Output only the lines below from the one holding "Given the photograph" down to the one holding "Query: jersey sleeve", both end lines included and every picture dropped.

Provided information.
****************************************

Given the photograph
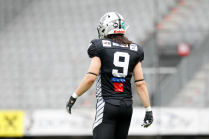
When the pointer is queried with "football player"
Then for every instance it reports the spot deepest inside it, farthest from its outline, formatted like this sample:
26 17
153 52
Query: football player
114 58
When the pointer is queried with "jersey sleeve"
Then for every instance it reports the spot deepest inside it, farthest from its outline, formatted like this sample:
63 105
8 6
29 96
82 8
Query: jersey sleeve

****************************************

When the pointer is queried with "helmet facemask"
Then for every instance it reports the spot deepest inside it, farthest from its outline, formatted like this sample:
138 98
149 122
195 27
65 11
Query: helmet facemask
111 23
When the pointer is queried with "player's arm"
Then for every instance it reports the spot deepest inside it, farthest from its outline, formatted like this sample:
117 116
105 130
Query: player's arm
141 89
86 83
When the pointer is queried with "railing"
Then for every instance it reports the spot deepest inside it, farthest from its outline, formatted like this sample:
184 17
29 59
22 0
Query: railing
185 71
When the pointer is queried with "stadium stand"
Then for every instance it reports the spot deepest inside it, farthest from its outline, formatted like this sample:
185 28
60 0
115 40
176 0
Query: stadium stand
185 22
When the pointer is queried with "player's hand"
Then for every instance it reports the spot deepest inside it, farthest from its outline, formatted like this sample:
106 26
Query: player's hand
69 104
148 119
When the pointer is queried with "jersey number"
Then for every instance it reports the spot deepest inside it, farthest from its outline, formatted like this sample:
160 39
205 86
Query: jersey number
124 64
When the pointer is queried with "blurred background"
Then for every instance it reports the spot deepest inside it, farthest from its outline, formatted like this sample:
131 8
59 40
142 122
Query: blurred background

****************************************

Answer to the exercise.
Given the photograph
When the pointer is queried with "football player"
Then for every instance it reports the spot deepest inside it, farthest from its outline, formatted like this sample:
26 17
153 52
Query: football player
114 58
When the pointer is queried with "jersey sleeve"
Then for every instance it reports the spot deepest inside it, farthest from its outline, formatted like this sample:
63 105
8 6
29 96
82 8
Query: jersey sleeve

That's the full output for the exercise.